THE TASK:
Can you format the listing below as a numbered list, with blank lines dropped and the pictures left out?

RAW RECORDS:
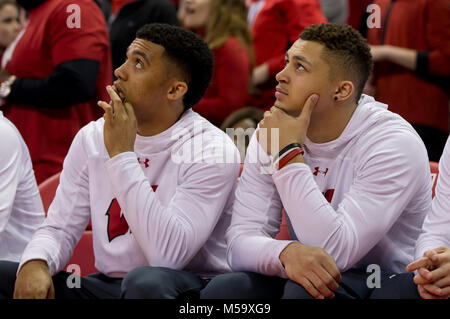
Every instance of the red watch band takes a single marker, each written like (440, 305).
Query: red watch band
(290, 156)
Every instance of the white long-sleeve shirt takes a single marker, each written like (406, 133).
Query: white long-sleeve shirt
(159, 205)
(436, 227)
(21, 210)
(361, 197)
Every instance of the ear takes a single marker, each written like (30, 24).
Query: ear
(177, 90)
(344, 91)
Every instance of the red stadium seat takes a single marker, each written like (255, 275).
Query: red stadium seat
(83, 254)
(434, 168)
(284, 233)
(47, 189)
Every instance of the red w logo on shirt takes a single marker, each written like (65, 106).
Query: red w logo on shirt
(117, 224)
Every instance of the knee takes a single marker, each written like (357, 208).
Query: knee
(147, 283)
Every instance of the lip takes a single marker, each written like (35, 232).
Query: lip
(279, 90)
(119, 91)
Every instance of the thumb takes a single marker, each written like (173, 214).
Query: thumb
(308, 107)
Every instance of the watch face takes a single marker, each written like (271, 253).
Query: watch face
(5, 89)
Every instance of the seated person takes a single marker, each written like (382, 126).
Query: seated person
(432, 265)
(240, 126)
(157, 222)
(353, 178)
(21, 210)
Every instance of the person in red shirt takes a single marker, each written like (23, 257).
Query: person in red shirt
(412, 51)
(275, 26)
(9, 23)
(53, 74)
(223, 25)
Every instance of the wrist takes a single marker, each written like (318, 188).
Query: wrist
(5, 87)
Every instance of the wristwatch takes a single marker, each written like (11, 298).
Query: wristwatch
(5, 87)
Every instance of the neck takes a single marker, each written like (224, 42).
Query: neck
(328, 125)
(155, 124)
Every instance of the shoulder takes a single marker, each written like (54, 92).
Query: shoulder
(10, 141)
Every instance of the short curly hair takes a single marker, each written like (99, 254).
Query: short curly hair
(346, 51)
(186, 50)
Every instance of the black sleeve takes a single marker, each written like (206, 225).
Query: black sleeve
(72, 82)
(422, 67)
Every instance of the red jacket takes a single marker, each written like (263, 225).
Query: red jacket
(423, 25)
(228, 89)
(276, 27)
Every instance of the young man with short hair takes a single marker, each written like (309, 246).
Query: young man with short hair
(429, 276)
(157, 223)
(353, 178)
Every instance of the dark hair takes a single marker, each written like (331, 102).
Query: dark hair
(346, 48)
(188, 51)
(249, 112)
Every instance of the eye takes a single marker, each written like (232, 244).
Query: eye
(300, 67)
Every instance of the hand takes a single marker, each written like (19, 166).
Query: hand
(290, 129)
(379, 52)
(34, 281)
(312, 268)
(4, 75)
(120, 127)
(433, 278)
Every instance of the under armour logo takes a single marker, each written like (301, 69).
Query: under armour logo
(317, 171)
(143, 162)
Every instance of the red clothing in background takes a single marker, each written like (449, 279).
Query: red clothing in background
(47, 42)
(228, 89)
(357, 9)
(422, 25)
(276, 27)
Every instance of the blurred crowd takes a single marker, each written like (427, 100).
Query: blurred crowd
(59, 55)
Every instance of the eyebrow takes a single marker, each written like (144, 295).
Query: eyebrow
(140, 53)
(299, 57)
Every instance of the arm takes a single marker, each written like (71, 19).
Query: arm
(437, 223)
(76, 55)
(232, 72)
(256, 220)
(169, 236)
(382, 186)
(10, 159)
(68, 215)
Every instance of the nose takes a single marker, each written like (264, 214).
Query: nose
(282, 76)
(120, 72)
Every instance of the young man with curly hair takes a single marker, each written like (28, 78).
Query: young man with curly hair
(157, 223)
(353, 178)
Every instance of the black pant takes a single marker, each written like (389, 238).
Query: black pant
(434, 140)
(249, 285)
(143, 282)
(400, 286)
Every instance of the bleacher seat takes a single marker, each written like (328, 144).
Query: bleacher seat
(434, 168)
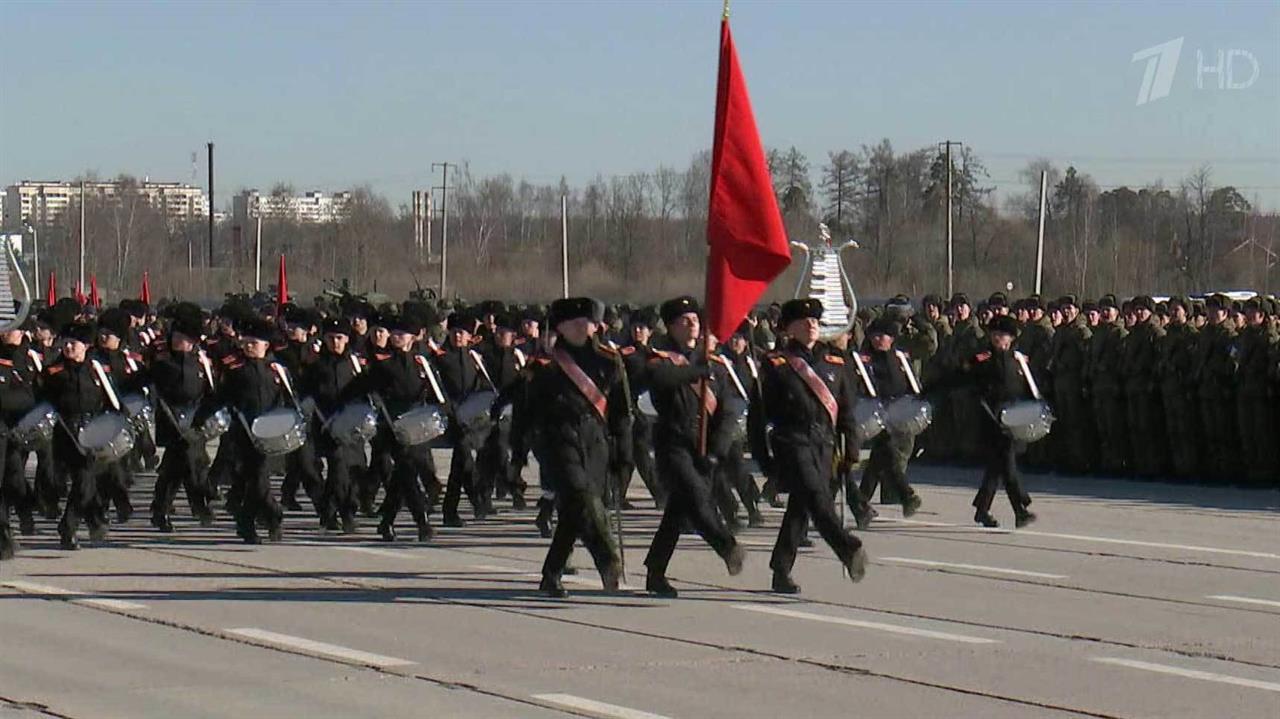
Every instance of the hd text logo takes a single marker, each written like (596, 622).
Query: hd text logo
(1233, 69)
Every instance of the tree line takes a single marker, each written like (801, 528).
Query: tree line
(640, 237)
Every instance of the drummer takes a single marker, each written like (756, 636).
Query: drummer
(328, 381)
(78, 393)
(999, 378)
(464, 376)
(182, 379)
(890, 450)
(402, 381)
(251, 387)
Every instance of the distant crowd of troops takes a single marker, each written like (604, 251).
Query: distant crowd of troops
(1173, 389)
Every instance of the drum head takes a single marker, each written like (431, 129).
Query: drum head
(275, 422)
(101, 430)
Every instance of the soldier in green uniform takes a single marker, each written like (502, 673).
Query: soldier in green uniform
(1036, 340)
(965, 412)
(1106, 384)
(1176, 351)
(1142, 389)
(1072, 435)
(1215, 383)
(1256, 348)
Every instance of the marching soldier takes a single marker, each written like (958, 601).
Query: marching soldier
(576, 399)
(686, 390)
(1000, 379)
(1141, 366)
(250, 387)
(809, 401)
(891, 452)
(182, 379)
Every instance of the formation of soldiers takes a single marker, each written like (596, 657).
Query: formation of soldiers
(347, 402)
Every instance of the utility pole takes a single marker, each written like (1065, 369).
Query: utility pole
(444, 221)
(210, 205)
(82, 238)
(950, 247)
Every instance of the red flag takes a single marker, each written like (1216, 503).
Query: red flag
(748, 244)
(283, 285)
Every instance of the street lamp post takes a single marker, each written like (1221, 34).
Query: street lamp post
(35, 255)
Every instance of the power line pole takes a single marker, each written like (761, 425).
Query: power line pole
(950, 247)
(210, 205)
(444, 221)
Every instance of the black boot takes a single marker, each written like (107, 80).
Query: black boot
(782, 584)
(553, 587)
(658, 585)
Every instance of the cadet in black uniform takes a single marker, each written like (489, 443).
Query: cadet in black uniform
(809, 401)
(1000, 380)
(401, 383)
(78, 394)
(17, 398)
(328, 381)
(890, 450)
(675, 376)
(575, 402)
(461, 372)
(181, 376)
(250, 387)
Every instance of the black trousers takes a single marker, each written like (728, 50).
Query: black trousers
(411, 463)
(689, 499)
(182, 465)
(805, 472)
(1001, 467)
(581, 517)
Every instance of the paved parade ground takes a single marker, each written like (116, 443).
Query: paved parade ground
(1125, 599)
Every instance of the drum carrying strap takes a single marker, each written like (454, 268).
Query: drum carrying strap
(105, 383)
(581, 381)
(709, 397)
(430, 378)
(865, 375)
(906, 369)
(1027, 374)
(816, 385)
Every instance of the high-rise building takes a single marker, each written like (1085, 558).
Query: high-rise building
(46, 202)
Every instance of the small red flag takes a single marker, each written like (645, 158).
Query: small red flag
(283, 285)
(748, 244)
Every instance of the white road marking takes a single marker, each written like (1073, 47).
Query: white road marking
(72, 595)
(973, 567)
(375, 552)
(319, 647)
(1191, 673)
(599, 708)
(1155, 544)
(864, 624)
(1244, 600)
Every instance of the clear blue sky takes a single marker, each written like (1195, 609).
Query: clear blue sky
(329, 95)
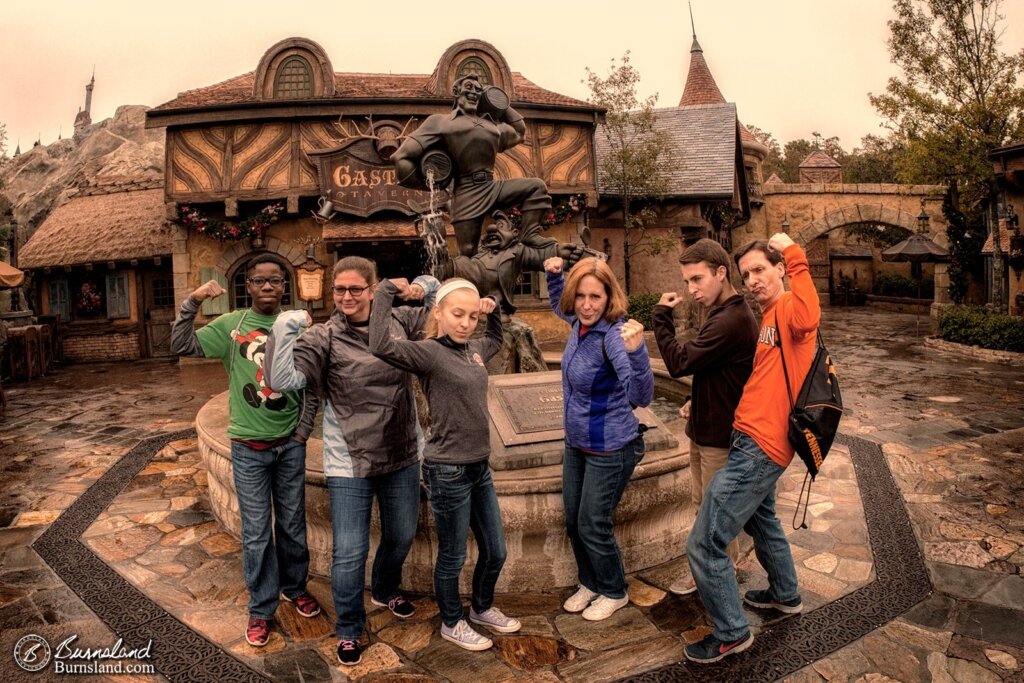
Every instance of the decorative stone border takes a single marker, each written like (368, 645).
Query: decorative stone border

TASK SOLUTION:
1. Every instance of the red watch band takes a single marker, each written like (440, 305).
2. Query: red watch band
3. (290, 156)
4. Every instance of the white long-sleeve shirt takes a single marker, each written like (406, 133).
5. Query: white long-sleeve shirt
6. (159, 205)
7. (436, 227)
8. (21, 210)
9. (361, 197)
10. Every instance of the ear takes a single marker, each written like (30, 24).
11. Query: ear
12. (177, 90)
13. (344, 91)
14. Every instance of the red stadium seat takes a single marker, each written like (255, 275).
15. Query: red stadium seat
16. (83, 254)
17. (434, 168)
18. (284, 233)
19. (47, 189)
20. Every instance of the red w logo on shirt takes a single marker, each written like (65, 106).
21. Query: red w logo on shirt
22. (117, 224)
23. Every instance of the knee takes a single marker, each written like (357, 208).
24. Query: knee
25. (147, 283)
26. Every instance of the lip takes a single marker, each written like (35, 232).
27. Query: lip
28. (279, 90)
29. (119, 91)
30. Every instance of the thumb takes a single marker, each written like (173, 214).
31. Query: thumb
32. (308, 107)
33. Every instance of the watch face takes a single marker, each written like (271, 253).
34. Query: watch face
35. (5, 89)
36. Every instance of the seated person takes a single marker, each written like (382, 126).
37. Query: seated person
38. (432, 265)
39. (240, 126)
40. (157, 222)
41. (353, 178)
42. (21, 210)
43. Every instance of the person in red shirt takes a single marker, each written like (23, 257).
44. Query: person in red shirt
45. (412, 51)
46. (275, 26)
47. (9, 23)
48. (53, 74)
49. (223, 25)
50. Every instance of the wrist takes a single marker, each written like (318, 188).
51. Query: wrist
52. (5, 87)
53. Every instance of the wristwatch takes a single marker, each written like (11, 298).
54. Query: wristwatch
55. (5, 87)
56. Every instance of the neck takes a single marker, each written like (224, 42).
57. Query: neck
58. (328, 125)
59. (155, 124)
60. Every instance of the shoulder takes a single marker, each written like (54, 92).
61. Query: shoulder
62. (10, 141)
63. Every instance of the short curly hair takes a single marker, each written like (99, 254).
64. Query: short curly hair
65. (346, 51)
66. (186, 50)
67. Every instance of the black sleeve takes a single marker, each written like (206, 225).
68. Query: black sleeve
69. (72, 82)
70. (422, 67)
71. Every instance of the red jacket takes a single marker, each written like (263, 225).
72. Query: red jacket
73. (423, 25)
74. (228, 89)
75. (276, 27)
76. Every instance of the young man with short hair takes a single marker, each written like (309, 246).
77. Query: young man with short hair
78. (429, 276)
79. (157, 223)
80. (353, 178)
81. Every instance of the dark hair takes a single marker, each written like (331, 102).
82. Query: dark hair
83. (346, 48)
84. (188, 51)
85. (249, 112)
86. Every instance of the eye takes a single marker, each written like (232, 244).
87. Query: eye
88. (300, 67)
89. Every instance of the hand takes a single marker, each written like (19, 166).
90. Query: hand
91. (290, 129)
92. (379, 52)
93. (34, 281)
94. (312, 268)
95. (4, 75)
96. (120, 127)
97. (433, 278)
98. Every instance of the under armour logo takes a single marker, each written like (301, 69).
99. Query: under armour logo
100. (317, 171)
101. (143, 162)
102. Every instance of the red clothing in background takes a single marker, each written like (449, 279).
103. Query: red clothing in background
104. (47, 42)
105. (228, 89)
106. (357, 9)
107. (422, 25)
108. (276, 27)
109. Every instance of the blurred crowd takes a single marker, each written like (427, 100).
110. Query: blurred crowd
111. (59, 55)
112. Every instance of the eyebrow takes a single marker, each written like (144, 295).
113. Query: eyebrow
114. (140, 53)
115. (299, 57)
116. Every instance of the arm takes a single marker, each written like (71, 19).
117. Query: arm
118. (437, 223)
119. (76, 55)
120. (232, 72)
121. (256, 220)
122. (169, 236)
123. (382, 186)
124. (10, 159)
125. (68, 215)
126. Every instance of the nose takes a single marker, each written like (264, 214).
127. Query: nose
128. (282, 76)
129. (120, 72)
130. Every instance of the young man with curly hair takes a single marker, each written like (28, 78).
131. Query: young man with curly hair
132. (157, 223)
133. (353, 178)
134. Every instance of the black pant takes a single marker, each written like (389, 238).
135. Query: black pant
136. (434, 140)
137. (249, 285)
138. (143, 282)
139. (400, 286)
140. Every instance of the bleacher seat takes a single marker, each written like (328, 144).
141. Query: bleacher seat
142. (434, 168)
143. Every instance of the hd text logo takes a single marker, each written like (596, 622).
144. Query: hd text logo
145. (1233, 69)
146. Every instance of the tree line takes a single marker, each written like (801, 528).
147. Query: tree line
148. (640, 237)
149. Every instance of the drummer takes a single marker, each written like (756, 636).
150. Query: drummer
151. (328, 381)
152. (78, 393)
153. (999, 378)
154. (464, 376)
155. (182, 379)
156. (890, 450)
157. (402, 381)
158. (251, 387)
159. Every instance of the distant crowd of troops takes a single marker, each written like (604, 251).
160. Query: distant crowd of troops
161. (1173, 389)
162. Every instance of the drum head takes a single marker, each written like (431, 129).
163. Query: drum head
164. (275, 422)
165. (101, 430)
166. Every instance of the soldier in green uniform takes a single marker, each written like (502, 673).
167. Query: soldier in green uniform
168. (1036, 340)
169. (965, 412)
170. (1106, 384)
171. (1176, 351)
172. (1142, 389)
173. (1072, 435)
174. (1215, 383)
175. (1256, 348)
176. Every instance of the marching soldier takes a single marker, each written like (958, 601).
177. Query: marching soldier
178. (576, 399)
179. (686, 390)
180. (1000, 379)
181. (1141, 366)
182. (250, 387)
183. (809, 401)
184. (891, 452)
185. (182, 379)
186. Every instance of the formation of soldiers takes a single marker, each written like (596, 657).
187. Query: formation of soldiers
188. (347, 402)
189. Every instance of the utility pole takes a single marker, each written like (1065, 369).
190. Query: utility pole
191. (444, 221)
192. (210, 205)
193. (82, 238)
194. (950, 247)
195. Every instance of the red flag takes a single marker, each written like (1216, 503).
196. Query: red flag
197. (748, 244)
198. (283, 285)
199. Every instance of the street lamp post takes a single marker, each written like (1221, 34).
200. Query: street lamp post
201. (35, 255)
202. Every instance of the power line pole takes a single marker, each written like (761, 425).
203. Query: power line pole
204. (950, 247)
205. (210, 205)
206. (444, 221)
207. Every instance of the black boot takes a single marker, each written like (107, 80).
208. Query: black boot
209. (782, 584)
210. (553, 587)
211. (658, 585)
212. Every instance of the cadet in black uniform takes a single marker, each written like (489, 443).
213. Query: cadet in black uniform
214. (809, 401)
215. (1000, 380)
216. (401, 383)
217. (78, 394)
218. (17, 398)
219. (328, 381)
220. (890, 450)
221. (675, 376)
222. (575, 402)
223. (461, 372)
224. (181, 376)
225. (250, 387)
226. Every instance of the black trousers takes a single marker, each written like (728, 50).
227. Query: black trousers
228. (411, 463)
229. (689, 499)
230. (182, 465)
231. (805, 472)
232. (1001, 467)
233. (581, 517)
234. Every instance of the paved parade ground takes a single marker, each written like (116, 443).
235. Query: paved parade ground
236. (1125, 599)
237. Every instance of the drum carrying strap takes a single marker, each written like (454, 268).
238. Query: drum carrying strap
239. (105, 383)
240. (581, 381)
241. (709, 397)
242. (430, 378)
243. (865, 375)
244. (906, 369)
245. (1027, 374)
246. (816, 385)
247. Every instance of the high-rise building takes a single marker, each written like (1085, 558).
248. Query: high-rise building
249. (46, 202)
250. Every instance of the small red flag takes a single marker, each written like (645, 158).
251. Query: small red flag
252. (283, 285)
253. (748, 244)
254. Every instance of the white road marking takes a single marker, each written like (1073, 47).
255. Query: white road marking
256. (72, 595)
257. (973, 567)
258. (375, 552)
259. (319, 647)
260. (1191, 673)
261. (599, 708)
262. (1155, 544)
263. (864, 624)
264. (1244, 600)
265. Every instance of the clear blue sky takes a single marker, each written like (1195, 609).
266. Query: clear blue sky
267. (329, 95)
268. Every instance of the decorative stone border takes a single marker, each written like (368, 645).
269. Query: decorative stone border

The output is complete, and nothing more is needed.